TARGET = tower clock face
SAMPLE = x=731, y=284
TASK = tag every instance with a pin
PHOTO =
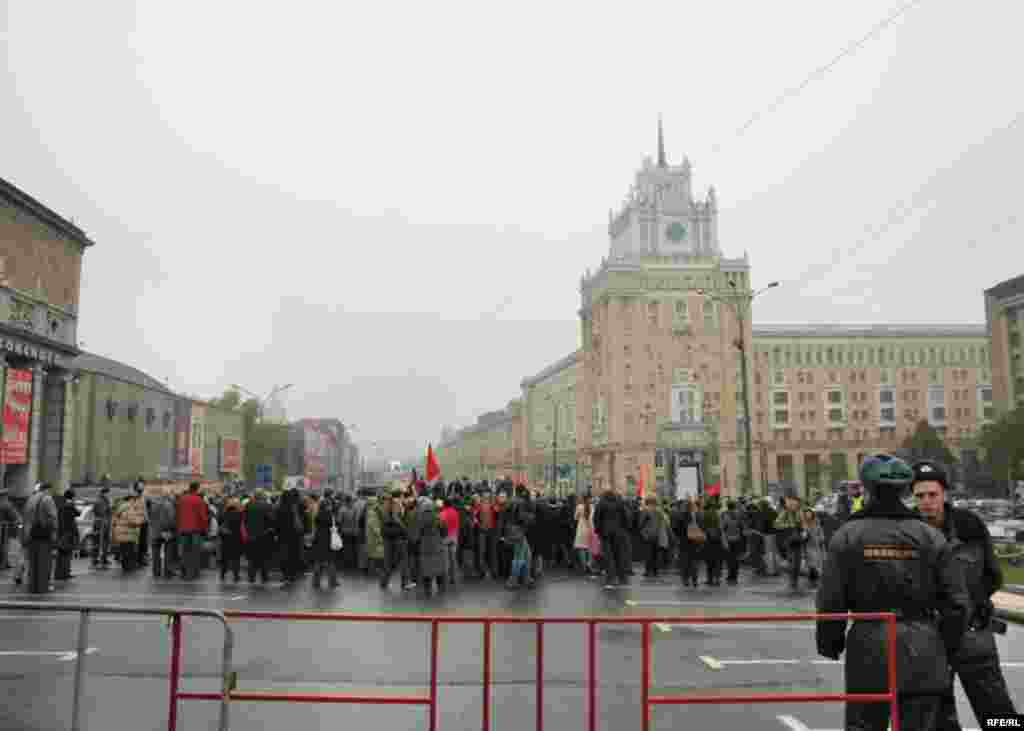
x=676, y=231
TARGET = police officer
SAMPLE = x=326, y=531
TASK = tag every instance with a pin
x=977, y=662
x=886, y=558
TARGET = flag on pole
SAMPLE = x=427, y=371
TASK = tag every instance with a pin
x=433, y=469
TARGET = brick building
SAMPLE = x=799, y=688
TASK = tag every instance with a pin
x=656, y=379
x=40, y=280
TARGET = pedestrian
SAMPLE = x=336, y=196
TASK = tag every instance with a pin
x=143, y=532
x=9, y=520
x=486, y=542
x=126, y=525
x=326, y=524
x=39, y=533
x=451, y=517
x=732, y=532
x=67, y=533
x=715, y=543
x=395, y=541
x=790, y=535
x=585, y=534
x=654, y=532
x=291, y=532
x=259, y=538
x=977, y=661
x=611, y=525
x=814, y=546
x=687, y=524
x=886, y=558
x=193, y=523
x=429, y=530
x=101, y=515
x=230, y=530
x=163, y=540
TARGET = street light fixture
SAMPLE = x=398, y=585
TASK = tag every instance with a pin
x=261, y=401
x=740, y=303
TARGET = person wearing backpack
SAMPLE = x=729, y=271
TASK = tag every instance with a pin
x=732, y=531
x=654, y=532
x=39, y=532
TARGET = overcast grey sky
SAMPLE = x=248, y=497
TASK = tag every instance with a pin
x=390, y=204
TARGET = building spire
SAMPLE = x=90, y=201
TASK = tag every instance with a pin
x=660, y=145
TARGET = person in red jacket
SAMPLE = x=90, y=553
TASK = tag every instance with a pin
x=451, y=517
x=193, y=519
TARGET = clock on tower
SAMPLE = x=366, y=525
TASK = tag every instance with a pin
x=676, y=231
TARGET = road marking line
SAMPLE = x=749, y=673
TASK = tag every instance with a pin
x=711, y=662
x=793, y=723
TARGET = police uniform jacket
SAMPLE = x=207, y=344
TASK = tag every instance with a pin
x=887, y=558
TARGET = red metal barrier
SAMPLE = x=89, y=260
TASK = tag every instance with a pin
x=647, y=700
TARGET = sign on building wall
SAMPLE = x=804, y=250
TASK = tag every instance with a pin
x=230, y=455
x=182, y=436
x=198, y=438
x=16, y=410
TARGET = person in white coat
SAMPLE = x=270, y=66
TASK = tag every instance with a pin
x=585, y=533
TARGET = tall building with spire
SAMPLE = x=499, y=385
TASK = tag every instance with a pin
x=659, y=375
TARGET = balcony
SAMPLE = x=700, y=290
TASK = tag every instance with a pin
x=25, y=311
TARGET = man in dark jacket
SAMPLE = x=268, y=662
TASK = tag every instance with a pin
x=887, y=558
x=611, y=523
x=977, y=662
x=259, y=519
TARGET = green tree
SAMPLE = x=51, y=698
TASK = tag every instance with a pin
x=925, y=443
x=229, y=400
x=1003, y=442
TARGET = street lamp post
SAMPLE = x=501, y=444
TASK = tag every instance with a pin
x=740, y=304
x=261, y=401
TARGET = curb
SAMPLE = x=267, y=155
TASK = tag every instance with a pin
x=1016, y=617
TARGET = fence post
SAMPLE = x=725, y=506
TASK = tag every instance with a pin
x=172, y=718
x=592, y=675
x=433, y=675
x=645, y=677
x=893, y=702
x=486, y=676
x=83, y=635
x=540, y=675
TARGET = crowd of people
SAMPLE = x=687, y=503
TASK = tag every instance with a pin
x=430, y=536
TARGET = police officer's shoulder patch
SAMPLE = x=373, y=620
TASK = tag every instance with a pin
x=890, y=552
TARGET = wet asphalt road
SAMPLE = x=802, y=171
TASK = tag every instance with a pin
x=126, y=684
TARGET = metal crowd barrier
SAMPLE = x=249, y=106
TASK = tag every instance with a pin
x=175, y=615
x=647, y=700
x=228, y=693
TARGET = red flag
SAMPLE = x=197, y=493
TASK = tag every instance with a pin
x=433, y=469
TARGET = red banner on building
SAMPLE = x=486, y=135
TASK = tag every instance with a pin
x=16, y=410
x=230, y=455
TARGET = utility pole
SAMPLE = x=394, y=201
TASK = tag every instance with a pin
x=740, y=304
x=554, y=450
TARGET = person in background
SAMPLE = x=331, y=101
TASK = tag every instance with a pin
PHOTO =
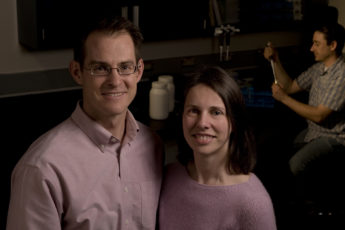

» Stated exercise:
Reproduce all of the lines above, replacing "tag" with "mark" each time it occurs and leaving everything else unchanged. Leave out the pictures.

» Answer to this problem:
TARGET = tower clock face
SAMPLE = x=731, y=284
TASK = mark every instance with a pin
PHOTO =
x=676, y=231
TARGET = police officer
SAMPLE = x=326, y=531
TASK = mark every instance with a pin
x=977, y=662
x=886, y=558
TARGET = flag on pole
SAMPLE = x=427, y=371
TASK = mark every instance with a pin
x=433, y=469
TARGET = brick building
SAMPLE = x=799, y=688
TASK = mark every instance with a pin
x=656, y=379
x=40, y=280
TARGET = pedestrian
SAMPLE = x=336, y=196
TASK = mark every instance with a pin
x=143, y=532
x=9, y=520
x=486, y=542
x=126, y=525
x=326, y=524
x=39, y=533
x=451, y=517
x=732, y=532
x=67, y=533
x=715, y=543
x=395, y=541
x=790, y=535
x=585, y=534
x=654, y=532
x=291, y=532
x=259, y=538
x=977, y=661
x=611, y=525
x=814, y=546
x=687, y=524
x=886, y=558
x=193, y=523
x=429, y=530
x=101, y=515
x=230, y=530
x=163, y=540
TARGET = street light fixture
SAMPLE = x=398, y=585
TASK = mark every instance with a pin
x=261, y=401
x=740, y=303
TARGET = person wearing backpack
SAMPLE = x=729, y=271
TASK = mark every instance with a pin
x=732, y=531
x=654, y=532
x=39, y=532
TARGET = overcast grey sky
SAMPLE = x=248, y=497
TASK = mark every instance with a pin
x=390, y=204
TARGET = building spire
SAMPLE = x=90, y=201
TASK = mark every instance with a pin
x=660, y=145
TARGET = person in red jacket
SAMPLE = x=90, y=553
TASK = mark every instance with a pin
x=451, y=517
x=193, y=519
TARGET = clock on tower
SAMPLE = x=366, y=525
TASK = mark every instance with a pin
x=676, y=231
TARGET = road marking line
SAMPLE = x=749, y=673
TASK = mark every instance with a pin
x=711, y=662
x=793, y=723
TARGET = police uniform jacket
SAMPLE = x=207, y=344
TASK = mark every instance with a pin
x=887, y=558
TARGET = red metal barrier
SAMPLE = x=89, y=260
TASK = mark every instance with a pin
x=647, y=700
TARGET = sign on building wall
SAMPLE = x=804, y=250
TASK = mark every instance with a pin
x=230, y=455
x=182, y=436
x=198, y=438
x=16, y=410
TARGET = person in white coat
SAMPLE = x=270, y=66
TASK = mark every instance with a pin
x=585, y=533
TARGET = tall building with spire
SAMPLE = x=499, y=385
TASK = mark every instance with a pin
x=659, y=375
TARGET = balcony
SAMPLE = x=700, y=290
TASK = mark every instance with a pin
x=25, y=311
TARGET = man in dark jacket
SAMPLE = x=268, y=662
TASK = mark every instance with a pin
x=887, y=558
x=611, y=523
x=977, y=662
x=259, y=519
TARGET = green tree
SAMPLE = x=51, y=698
TASK = mark every instance with a pin
x=925, y=443
x=229, y=400
x=1003, y=442
TARGET = street lamp post
SAMPLE = x=501, y=444
TASK = mark every instance with a pin
x=740, y=304
x=261, y=401
TARGET = curb
SAMPLE = x=267, y=155
TASK = mark every instance with a pin
x=1016, y=617
TARGET = fence post
SAMPLE = x=725, y=506
TASK = mark every instance with a pin
x=172, y=718
x=592, y=675
x=433, y=675
x=645, y=677
x=893, y=702
x=486, y=676
x=83, y=635
x=540, y=675
TARGET = crowd of people
SAMPLE = x=687, y=503
TASK = mark every instance with a pin
x=430, y=536
TARGET = police officer's shoulder patch
SAMPLE = x=373, y=620
TASK = mark every instance with a pin
x=890, y=552
TARGET = wet asphalt road
SAMPLE = x=802, y=171
TASK = mark every instance with a pin
x=126, y=684
TARGET = metal crowd barrier
SAMPLE = x=249, y=106
TASK = mark every instance with a pin
x=175, y=615
x=647, y=700
x=228, y=693
TARGET = red flag
SAMPLE = x=197, y=493
TASK = mark every instance with a pin
x=433, y=469
TARGET = red banner on building
SAMPLE = x=486, y=135
TASK = mark every instance with a pin
x=16, y=410
x=230, y=455
TARGET = utility pole
SAMPLE = x=394, y=201
TASK = mark every instance with a pin
x=740, y=304
x=554, y=450
TARGET = person in background
SAMPLE = x=331, y=101
TASK = mark every instance with a pin
PHOTO =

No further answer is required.